**Problem requirements**
All that should come back is the lines of the data below from the one containing "target = player in blue jersey" to the one containing "target = blue and white jersey", inclusive, exactly as they stand.
**** Provided entries ****
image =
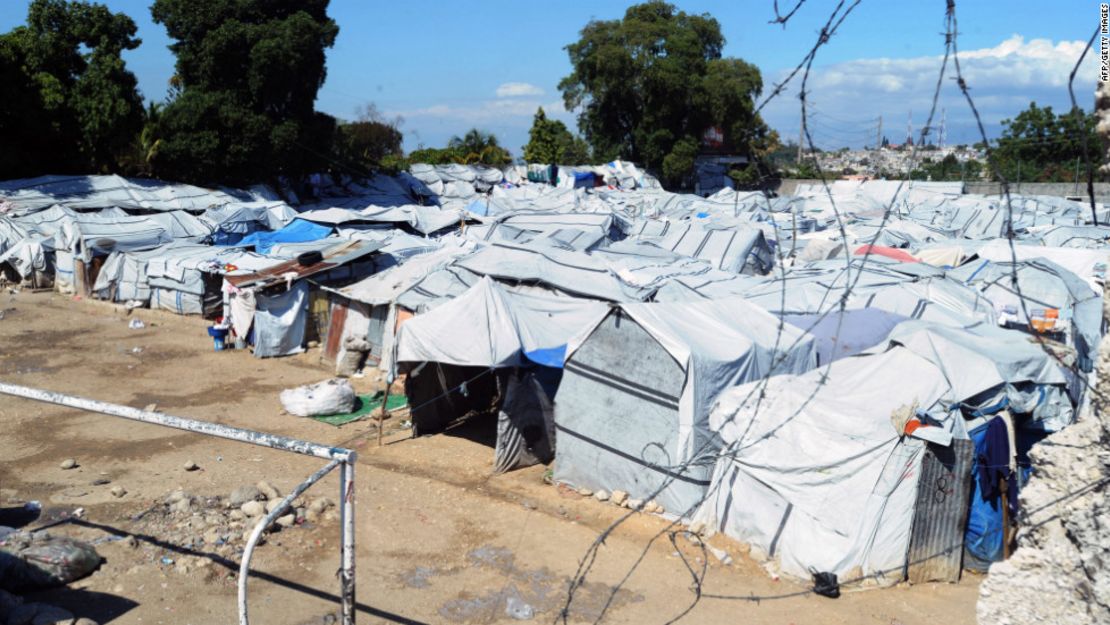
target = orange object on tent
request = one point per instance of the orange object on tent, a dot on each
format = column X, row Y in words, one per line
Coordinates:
column 888, row 252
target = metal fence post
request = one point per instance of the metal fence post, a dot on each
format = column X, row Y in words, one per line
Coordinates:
column 346, row 558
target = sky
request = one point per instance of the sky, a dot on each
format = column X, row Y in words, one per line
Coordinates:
column 445, row 67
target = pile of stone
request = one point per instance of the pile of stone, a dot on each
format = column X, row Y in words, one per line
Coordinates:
column 14, row 611
column 222, row 525
column 1060, row 572
column 621, row 499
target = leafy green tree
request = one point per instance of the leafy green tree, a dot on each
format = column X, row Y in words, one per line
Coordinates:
column 69, row 103
column 651, row 84
column 366, row 143
column 550, row 141
column 948, row 169
column 242, row 106
column 1039, row 145
column 478, row 147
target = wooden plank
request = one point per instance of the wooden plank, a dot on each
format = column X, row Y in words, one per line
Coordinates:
column 936, row 546
column 335, row 330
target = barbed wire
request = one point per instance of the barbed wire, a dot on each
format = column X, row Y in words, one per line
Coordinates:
column 700, row 457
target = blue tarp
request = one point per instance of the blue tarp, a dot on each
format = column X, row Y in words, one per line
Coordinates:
column 296, row 231
column 478, row 207
column 280, row 321
column 584, row 179
column 984, row 537
column 548, row 356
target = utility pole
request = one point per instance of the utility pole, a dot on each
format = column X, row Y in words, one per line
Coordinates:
column 944, row 130
column 801, row 135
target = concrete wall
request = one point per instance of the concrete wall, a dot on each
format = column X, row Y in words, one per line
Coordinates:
column 1057, row 189
column 1060, row 572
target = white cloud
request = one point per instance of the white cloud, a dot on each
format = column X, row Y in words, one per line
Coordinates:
column 1002, row 80
column 518, row 90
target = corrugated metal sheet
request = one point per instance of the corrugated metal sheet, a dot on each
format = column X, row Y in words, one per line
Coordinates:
column 336, row 255
column 936, row 546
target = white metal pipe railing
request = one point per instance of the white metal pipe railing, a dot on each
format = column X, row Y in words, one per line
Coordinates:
column 342, row 457
column 272, row 441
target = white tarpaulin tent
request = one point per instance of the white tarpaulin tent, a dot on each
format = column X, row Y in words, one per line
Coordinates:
column 632, row 407
column 814, row 474
column 491, row 326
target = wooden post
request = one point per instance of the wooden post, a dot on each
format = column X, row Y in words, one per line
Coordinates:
column 381, row 417
column 1006, row 520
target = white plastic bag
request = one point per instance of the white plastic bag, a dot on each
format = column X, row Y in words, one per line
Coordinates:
column 330, row 396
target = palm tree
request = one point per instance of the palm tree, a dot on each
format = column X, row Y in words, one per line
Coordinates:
column 480, row 147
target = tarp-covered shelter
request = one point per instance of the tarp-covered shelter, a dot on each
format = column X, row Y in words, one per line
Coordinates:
column 493, row 350
column 817, row 475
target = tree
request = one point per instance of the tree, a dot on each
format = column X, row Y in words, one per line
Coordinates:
column 947, row 169
column 369, row 143
column 478, row 147
column 1038, row 145
column 651, row 84
column 246, row 79
column 70, row 104
column 550, row 141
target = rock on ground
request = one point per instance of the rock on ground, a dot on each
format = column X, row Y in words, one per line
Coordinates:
column 1060, row 572
column 243, row 494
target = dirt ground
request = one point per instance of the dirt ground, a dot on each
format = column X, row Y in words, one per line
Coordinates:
column 440, row 540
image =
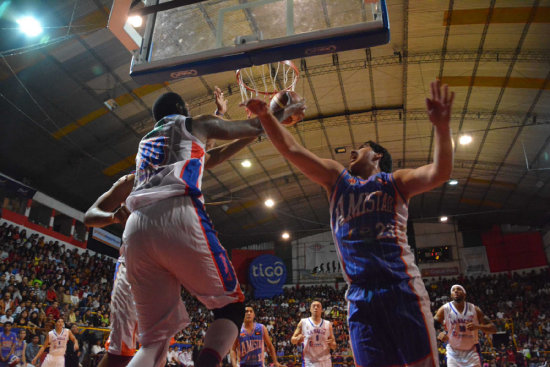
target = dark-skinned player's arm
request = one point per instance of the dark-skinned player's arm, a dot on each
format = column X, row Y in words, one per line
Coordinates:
column 439, row 318
column 485, row 325
column 325, row 172
column 270, row 348
column 415, row 181
column 109, row 208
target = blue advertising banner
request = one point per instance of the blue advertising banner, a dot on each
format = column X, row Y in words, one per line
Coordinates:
column 267, row 273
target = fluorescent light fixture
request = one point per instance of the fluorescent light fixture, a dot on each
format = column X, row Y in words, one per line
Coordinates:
column 30, row 26
column 135, row 21
column 465, row 139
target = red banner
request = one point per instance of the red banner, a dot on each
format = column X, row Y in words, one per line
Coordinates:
column 241, row 260
column 513, row 251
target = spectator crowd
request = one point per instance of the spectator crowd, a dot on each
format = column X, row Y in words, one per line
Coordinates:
column 41, row 281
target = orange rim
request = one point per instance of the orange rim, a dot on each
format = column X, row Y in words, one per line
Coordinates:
column 289, row 63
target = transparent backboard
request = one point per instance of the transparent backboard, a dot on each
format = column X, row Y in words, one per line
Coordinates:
column 216, row 35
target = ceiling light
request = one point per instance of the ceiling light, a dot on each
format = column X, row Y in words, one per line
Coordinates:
column 135, row 21
column 465, row 139
column 30, row 26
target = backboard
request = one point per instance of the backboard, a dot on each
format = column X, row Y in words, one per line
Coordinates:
column 187, row 38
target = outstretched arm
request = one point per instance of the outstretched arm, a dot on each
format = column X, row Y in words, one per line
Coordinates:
column 108, row 208
column 41, row 350
column 412, row 182
column 439, row 318
column 297, row 337
column 325, row 172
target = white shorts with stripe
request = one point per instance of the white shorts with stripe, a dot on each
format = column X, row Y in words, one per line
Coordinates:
column 169, row 244
column 123, row 337
column 463, row 358
column 54, row 361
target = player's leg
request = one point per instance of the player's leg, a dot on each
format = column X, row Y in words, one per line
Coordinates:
column 121, row 344
column 151, row 236
column 217, row 286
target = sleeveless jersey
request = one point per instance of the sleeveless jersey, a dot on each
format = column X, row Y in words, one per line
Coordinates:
column 58, row 342
column 316, row 347
column 461, row 338
column 369, row 227
column 6, row 342
column 170, row 162
column 251, row 345
column 19, row 345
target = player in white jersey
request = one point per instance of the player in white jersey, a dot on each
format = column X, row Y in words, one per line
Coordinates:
column 317, row 338
column 462, row 320
column 109, row 209
column 369, row 209
column 170, row 239
column 57, row 341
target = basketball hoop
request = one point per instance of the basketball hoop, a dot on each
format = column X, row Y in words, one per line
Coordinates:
column 267, row 79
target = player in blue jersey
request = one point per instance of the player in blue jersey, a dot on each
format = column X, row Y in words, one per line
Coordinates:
column 249, row 347
column 389, row 315
column 170, row 239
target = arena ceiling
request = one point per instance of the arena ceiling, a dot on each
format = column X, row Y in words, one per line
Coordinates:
column 58, row 136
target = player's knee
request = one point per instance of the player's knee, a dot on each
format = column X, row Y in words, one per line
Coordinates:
column 232, row 311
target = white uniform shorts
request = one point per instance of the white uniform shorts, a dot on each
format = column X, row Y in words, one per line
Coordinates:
column 464, row 358
column 169, row 244
column 53, row 361
column 325, row 363
column 122, row 339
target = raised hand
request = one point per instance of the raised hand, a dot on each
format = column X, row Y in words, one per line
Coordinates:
column 439, row 106
column 221, row 102
column 256, row 106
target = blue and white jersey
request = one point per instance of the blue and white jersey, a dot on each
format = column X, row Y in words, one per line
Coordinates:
column 170, row 162
column 369, row 227
column 251, row 346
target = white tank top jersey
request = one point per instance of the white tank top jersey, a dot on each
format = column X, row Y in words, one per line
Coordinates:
column 316, row 347
column 58, row 342
column 460, row 338
column 170, row 162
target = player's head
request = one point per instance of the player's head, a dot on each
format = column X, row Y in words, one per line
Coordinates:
column 249, row 314
column 370, row 154
column 316, row 309
column 169, row 104
column 458, row 293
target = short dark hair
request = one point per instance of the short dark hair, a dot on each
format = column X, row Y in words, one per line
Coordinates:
column 166, row 105
column 386, row 161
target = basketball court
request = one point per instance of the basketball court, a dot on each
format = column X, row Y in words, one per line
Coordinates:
column 363, row 67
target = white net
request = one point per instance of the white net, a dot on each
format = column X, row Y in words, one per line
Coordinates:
column 263, row 81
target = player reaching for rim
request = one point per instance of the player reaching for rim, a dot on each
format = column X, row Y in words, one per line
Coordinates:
column 389, row 317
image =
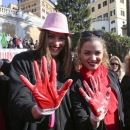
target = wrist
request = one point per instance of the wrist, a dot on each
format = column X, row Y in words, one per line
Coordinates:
column 96, row 118
column 48, row 111
column 1, row 63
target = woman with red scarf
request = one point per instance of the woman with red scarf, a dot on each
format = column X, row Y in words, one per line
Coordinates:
column 95, row 94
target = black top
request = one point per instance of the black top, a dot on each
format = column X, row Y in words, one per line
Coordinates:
column 125, row 87
column 21, row 99
column 81, row 109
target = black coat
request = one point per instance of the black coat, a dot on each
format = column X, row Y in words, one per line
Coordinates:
column 4, row 87
column 21, row 99
column 5, row 68
column 125, row 87
column 81, row 109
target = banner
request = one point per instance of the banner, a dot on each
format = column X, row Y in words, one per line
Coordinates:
column 10, row 53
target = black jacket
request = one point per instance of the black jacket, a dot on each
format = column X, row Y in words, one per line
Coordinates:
column 5, row 68
column 21, row 99
column 81, row 109
column 125, row 87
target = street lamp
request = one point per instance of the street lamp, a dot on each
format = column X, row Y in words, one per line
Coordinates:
column 55, row 5
column 19, row 8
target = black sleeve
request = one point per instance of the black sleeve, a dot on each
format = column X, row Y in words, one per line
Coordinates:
column 5, row 68
column 20, row 97
column 125, row 88
column 81, row 110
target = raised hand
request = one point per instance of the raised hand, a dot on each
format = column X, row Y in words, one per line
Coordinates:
column 96, row 99
column 45, row 92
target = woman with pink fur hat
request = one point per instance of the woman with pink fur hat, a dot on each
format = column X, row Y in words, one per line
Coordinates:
column 39, row 80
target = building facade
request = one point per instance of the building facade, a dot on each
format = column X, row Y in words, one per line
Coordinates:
column 17, row 22
column 109, row 15
column 40, row 8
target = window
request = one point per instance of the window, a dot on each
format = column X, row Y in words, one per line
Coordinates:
column 43, row 10
column 33, row 10
column 47, row 12
column 93, row 9
column 111, row 1
column 88, row 1
column 99, row 6
column 122, row 13
column 121, row 1
column 105, row 15
column 103, row 28
column 113, row 29
column 113, row 21
column 104, row 3
column 112, row 12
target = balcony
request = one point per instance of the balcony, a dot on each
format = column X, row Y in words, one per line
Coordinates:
column 100, row 19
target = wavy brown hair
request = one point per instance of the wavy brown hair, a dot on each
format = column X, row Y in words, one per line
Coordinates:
column 64, row 56
column 105, row 59
column 119, row 71
column 127, row 64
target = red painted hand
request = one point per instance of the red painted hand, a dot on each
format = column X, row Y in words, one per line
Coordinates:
column 45, row 92
column 98, row 103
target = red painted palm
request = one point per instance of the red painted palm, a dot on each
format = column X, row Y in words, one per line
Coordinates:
column 45, row 92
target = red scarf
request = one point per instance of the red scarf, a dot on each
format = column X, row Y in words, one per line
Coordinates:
column 102, row 72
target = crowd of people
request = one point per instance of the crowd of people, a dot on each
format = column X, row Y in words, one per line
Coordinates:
column 49, row 88
column 18, row 42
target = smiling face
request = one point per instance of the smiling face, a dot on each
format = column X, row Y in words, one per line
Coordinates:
column 91, row 54
column 114, row 64
column 56, row 43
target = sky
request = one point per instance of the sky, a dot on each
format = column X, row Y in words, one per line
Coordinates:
column 7, row 2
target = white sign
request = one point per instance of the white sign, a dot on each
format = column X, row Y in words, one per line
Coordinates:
column 10, row 53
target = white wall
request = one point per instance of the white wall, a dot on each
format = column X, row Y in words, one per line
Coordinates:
column 99, row 25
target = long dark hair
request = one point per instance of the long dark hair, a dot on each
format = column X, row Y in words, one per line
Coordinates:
column 64, row 57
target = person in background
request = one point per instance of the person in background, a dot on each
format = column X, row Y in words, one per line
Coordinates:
column 95, row 93
column 25, row 43
column 8, row 38
column 18, row 42
column 77, row 63
column 31, row 44
column 14, row 40
column 36, row 44
column 125, row 88
column 4, row 87
column 44, row 107
column 116, row 65
column 5, row 67
column 11, row 45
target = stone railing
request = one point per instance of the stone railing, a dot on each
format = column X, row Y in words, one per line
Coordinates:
column 31, row 19
column 100, row 19
column 5, row 11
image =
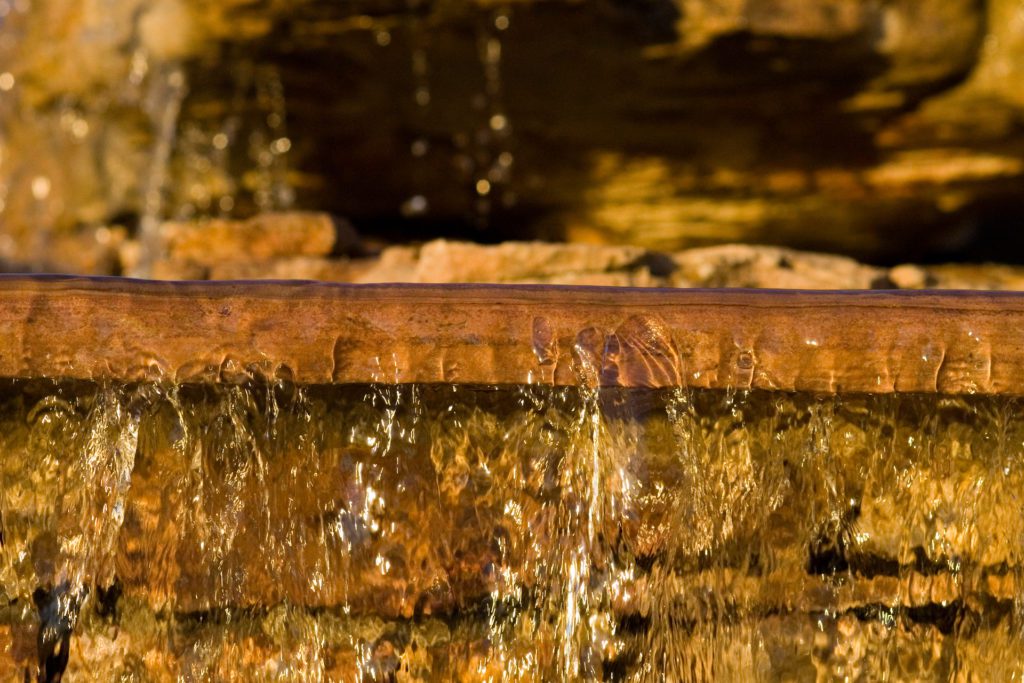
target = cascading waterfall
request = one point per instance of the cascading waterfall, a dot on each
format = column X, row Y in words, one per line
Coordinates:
****
**Answer section**
target = player in blue jersey
request = one point per instance of the player in blue jersey, a dot on each
format = column X, row Y in words, one per line
Coordinates:
column 249, row 347
column 389, row 315
column 170, row 239
target = arena ceiling
request = one point per instance of the arena ceiling, a dot on each
format = column X, row Y in words, one per line
Coordinates:
column 58, row 136
target = player's knee
request = one point per instance of the player's knee, a dot on each
format = column X, row Y in words, one per line
Coordinates:
column 232, row 311
target = white uniform shorts
request = one point per instance of the white uniform shorts, a dot on each
format = column X, row Y in words, one per line
Coordinates:
column 464, row 358
column 169, row 244
column 53, row 361
column 325, row 363
column 122, row 339
target = raised hand
request = one point per instance of the raised hand, a dot on each
format = column X, row Y in words, one per line
Coordinates:
column 439, row 106
column 221, row 102
column 256, row 106
target = blue and white jersey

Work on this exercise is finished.